[Coordinate labeling data]
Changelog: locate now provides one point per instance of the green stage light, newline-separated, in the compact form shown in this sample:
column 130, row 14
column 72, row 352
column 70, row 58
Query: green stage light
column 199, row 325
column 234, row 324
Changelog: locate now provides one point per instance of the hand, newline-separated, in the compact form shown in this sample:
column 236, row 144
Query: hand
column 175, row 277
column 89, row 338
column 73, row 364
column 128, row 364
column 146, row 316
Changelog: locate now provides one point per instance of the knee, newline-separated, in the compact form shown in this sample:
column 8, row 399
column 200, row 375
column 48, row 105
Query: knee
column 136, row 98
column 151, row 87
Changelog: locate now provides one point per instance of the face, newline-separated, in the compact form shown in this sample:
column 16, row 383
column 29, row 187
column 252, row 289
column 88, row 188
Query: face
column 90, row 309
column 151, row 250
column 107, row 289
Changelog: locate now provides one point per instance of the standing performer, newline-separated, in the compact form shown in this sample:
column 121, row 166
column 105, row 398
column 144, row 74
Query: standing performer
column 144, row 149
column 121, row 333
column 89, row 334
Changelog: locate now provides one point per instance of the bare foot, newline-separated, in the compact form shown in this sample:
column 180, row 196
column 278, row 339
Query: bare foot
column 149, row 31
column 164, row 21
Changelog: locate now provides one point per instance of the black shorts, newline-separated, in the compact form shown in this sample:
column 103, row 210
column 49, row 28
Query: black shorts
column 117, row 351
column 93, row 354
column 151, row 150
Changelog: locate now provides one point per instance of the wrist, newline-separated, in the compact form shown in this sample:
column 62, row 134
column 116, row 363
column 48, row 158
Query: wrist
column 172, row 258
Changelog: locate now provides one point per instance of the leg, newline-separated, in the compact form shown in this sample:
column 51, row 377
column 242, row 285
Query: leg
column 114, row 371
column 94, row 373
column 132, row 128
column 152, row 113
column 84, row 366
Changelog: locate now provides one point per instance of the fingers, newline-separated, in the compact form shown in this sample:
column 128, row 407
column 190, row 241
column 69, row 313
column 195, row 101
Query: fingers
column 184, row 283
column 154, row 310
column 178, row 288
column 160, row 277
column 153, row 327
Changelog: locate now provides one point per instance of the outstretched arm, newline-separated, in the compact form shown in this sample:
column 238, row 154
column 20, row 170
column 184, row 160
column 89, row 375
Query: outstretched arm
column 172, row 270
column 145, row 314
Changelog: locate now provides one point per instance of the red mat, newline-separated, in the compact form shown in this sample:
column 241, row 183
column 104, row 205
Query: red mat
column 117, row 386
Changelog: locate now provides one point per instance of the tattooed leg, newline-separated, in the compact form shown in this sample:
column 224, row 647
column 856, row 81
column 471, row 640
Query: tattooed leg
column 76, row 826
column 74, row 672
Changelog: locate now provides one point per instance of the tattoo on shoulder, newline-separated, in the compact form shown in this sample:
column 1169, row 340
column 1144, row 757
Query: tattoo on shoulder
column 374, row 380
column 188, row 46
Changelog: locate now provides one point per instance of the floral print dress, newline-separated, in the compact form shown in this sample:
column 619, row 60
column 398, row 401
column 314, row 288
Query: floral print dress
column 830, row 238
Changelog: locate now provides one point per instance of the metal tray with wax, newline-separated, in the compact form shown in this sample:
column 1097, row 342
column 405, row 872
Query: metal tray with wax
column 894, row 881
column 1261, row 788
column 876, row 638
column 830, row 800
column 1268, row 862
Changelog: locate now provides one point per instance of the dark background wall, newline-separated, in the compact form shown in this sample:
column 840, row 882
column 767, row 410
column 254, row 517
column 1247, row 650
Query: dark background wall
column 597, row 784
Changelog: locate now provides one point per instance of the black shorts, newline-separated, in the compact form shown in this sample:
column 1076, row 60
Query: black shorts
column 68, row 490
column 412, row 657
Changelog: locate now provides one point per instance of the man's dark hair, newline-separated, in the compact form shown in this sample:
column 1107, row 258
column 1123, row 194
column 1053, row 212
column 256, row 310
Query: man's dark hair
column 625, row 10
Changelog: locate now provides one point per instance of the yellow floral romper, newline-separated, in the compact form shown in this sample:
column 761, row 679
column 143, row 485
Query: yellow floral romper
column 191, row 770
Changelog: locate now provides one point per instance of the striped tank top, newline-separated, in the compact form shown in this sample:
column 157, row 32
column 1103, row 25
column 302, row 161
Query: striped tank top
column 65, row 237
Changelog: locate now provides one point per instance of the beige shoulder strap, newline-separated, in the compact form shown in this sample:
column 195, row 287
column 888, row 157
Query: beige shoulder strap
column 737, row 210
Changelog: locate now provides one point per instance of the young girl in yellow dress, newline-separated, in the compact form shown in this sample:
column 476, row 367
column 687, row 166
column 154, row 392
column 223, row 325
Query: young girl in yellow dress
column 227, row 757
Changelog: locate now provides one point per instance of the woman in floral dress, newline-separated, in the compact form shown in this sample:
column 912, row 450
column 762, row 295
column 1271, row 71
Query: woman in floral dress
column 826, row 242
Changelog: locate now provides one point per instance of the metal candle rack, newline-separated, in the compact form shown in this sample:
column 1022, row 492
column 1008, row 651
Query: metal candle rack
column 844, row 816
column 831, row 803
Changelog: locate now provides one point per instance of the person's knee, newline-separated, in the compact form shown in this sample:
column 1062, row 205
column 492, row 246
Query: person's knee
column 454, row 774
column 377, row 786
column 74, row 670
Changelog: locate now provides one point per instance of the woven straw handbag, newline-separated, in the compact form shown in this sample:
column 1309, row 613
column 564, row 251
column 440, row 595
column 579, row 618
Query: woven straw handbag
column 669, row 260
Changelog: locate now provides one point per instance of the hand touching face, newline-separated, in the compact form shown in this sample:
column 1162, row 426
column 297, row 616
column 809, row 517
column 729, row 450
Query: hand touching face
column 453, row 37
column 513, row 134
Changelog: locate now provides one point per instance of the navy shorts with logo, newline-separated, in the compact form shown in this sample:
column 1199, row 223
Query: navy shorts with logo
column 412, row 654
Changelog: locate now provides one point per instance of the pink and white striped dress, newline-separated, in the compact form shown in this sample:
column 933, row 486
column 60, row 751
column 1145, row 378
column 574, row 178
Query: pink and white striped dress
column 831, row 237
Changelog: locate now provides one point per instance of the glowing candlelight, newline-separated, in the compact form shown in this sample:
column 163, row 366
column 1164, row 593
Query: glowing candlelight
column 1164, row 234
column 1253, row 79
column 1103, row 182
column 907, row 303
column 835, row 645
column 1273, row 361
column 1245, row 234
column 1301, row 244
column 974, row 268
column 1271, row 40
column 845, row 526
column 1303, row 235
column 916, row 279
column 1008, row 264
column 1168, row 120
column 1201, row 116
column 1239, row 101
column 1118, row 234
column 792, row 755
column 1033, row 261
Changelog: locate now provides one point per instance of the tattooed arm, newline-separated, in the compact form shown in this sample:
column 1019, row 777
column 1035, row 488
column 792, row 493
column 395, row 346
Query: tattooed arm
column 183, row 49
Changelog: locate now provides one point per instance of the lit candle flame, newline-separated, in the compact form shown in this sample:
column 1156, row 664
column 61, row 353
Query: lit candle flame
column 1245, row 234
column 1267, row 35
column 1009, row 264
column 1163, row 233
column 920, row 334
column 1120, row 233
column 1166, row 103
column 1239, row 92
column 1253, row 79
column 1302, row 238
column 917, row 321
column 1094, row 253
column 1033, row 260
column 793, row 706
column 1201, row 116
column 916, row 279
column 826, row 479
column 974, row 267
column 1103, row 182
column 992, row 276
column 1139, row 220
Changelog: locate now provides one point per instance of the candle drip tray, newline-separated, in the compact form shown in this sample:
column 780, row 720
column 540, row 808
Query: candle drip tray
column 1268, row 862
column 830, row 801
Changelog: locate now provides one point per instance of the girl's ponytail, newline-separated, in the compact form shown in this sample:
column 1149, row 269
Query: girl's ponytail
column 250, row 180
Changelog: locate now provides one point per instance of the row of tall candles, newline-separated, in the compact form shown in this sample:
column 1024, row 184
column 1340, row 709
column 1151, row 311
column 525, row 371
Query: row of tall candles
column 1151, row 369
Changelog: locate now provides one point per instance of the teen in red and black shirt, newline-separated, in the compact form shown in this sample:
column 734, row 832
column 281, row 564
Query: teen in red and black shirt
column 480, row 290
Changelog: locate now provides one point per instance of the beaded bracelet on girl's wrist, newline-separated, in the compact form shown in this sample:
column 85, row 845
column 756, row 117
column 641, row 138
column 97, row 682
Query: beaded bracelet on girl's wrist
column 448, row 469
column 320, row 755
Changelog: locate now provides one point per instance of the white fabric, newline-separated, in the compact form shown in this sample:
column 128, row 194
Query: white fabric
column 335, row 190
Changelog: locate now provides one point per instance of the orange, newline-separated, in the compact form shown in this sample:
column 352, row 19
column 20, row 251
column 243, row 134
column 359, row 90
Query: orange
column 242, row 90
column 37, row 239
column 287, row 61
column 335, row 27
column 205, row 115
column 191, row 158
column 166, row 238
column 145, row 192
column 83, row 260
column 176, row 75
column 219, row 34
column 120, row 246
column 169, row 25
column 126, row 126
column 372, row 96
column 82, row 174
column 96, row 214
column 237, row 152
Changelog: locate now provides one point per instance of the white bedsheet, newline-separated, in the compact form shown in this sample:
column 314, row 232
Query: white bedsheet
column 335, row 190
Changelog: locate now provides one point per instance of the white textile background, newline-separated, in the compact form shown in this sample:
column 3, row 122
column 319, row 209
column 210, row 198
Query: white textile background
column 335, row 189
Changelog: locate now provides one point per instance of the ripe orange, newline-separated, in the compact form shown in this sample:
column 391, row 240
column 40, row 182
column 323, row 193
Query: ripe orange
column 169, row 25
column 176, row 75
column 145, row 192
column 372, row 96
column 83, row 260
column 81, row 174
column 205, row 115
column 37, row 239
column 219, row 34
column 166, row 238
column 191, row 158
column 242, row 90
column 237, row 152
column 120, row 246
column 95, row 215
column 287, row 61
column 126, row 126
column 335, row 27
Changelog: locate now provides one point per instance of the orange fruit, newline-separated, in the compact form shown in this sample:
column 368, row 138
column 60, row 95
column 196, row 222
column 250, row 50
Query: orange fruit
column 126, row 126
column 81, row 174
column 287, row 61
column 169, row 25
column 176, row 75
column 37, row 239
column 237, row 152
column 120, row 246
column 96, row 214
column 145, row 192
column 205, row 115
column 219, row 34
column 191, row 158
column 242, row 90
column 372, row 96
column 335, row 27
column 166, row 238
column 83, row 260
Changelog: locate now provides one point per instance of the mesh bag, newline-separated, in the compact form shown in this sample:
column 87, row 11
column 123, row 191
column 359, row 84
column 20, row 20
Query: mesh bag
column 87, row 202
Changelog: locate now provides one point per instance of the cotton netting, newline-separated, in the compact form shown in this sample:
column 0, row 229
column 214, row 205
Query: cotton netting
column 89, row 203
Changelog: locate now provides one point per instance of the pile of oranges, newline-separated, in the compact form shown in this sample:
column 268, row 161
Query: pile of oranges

-- Short task --
Copy the records above word for word, starting at the line that contains "of the man's" and stopping after the line that contains "column 74, row 670".

-- Solution below --
Changelog: locate now provides one point per instance of the man's dark hair, newline-separated, in the compact form shown in this sample:
column 1107, row 258
column 1123, row 194
column 1053, row 212
column 256, row 310
Query: man's dark hair
column 625, row 10
Changelog: locate now provides one point per instance of the yellow floral romper, newline-separated, in the compact form shown in this sample:
column 761, row 679
column 143, row 485
Query: yellow floral romper
column 191, row 770
Changelog: locate now provides one point per instance of the striped tank top, newline-separated, in the compact form shown in this sample:
column 157, row 32
column 1103, row 25
column 302, row 161
Query: striped tank top
column 65, row 237
Changelog: locate now provides one point per instance of the beige shoulder strap, newline-separated, in the compact form shown in this sample:
column 195, row 287
column 888, row 157
Query: beige shoulder strap
column 737, row 210
Changelog: locate now provides one point per instance of the young girl in yellow dress, newline-separated, in the compact form shown in this sample:
column 476, row 367
column 687, row 166
column 154, row 392
column 223, row 325
Query: young girl in yellow dress
column 227, row 757
Changelog: locate now provides one point per instance of the woman in floral dress, newline-separated, in the compact form shown in this sample:
column 912, row 450
column 762, row 295
column 1271, row 71
Query: woman in floral dress
column 826, row 242
Changelog: locate now provides one point per instance of the metal candle rack, newline-separated, in the compact form shown in this sample:
column 1022, row 492
column 1008, row 651
Query: metal candle rack
column 844, row 816
column 831, row 803
Changelog: locate now provides one point per instance of the person's knee, newline-separated, in the compact form shown in this sample:
column 1062, row 205
column 492, row 246
Query: person's knee
column 454, row 774
column 377, row 786
column 74, row 670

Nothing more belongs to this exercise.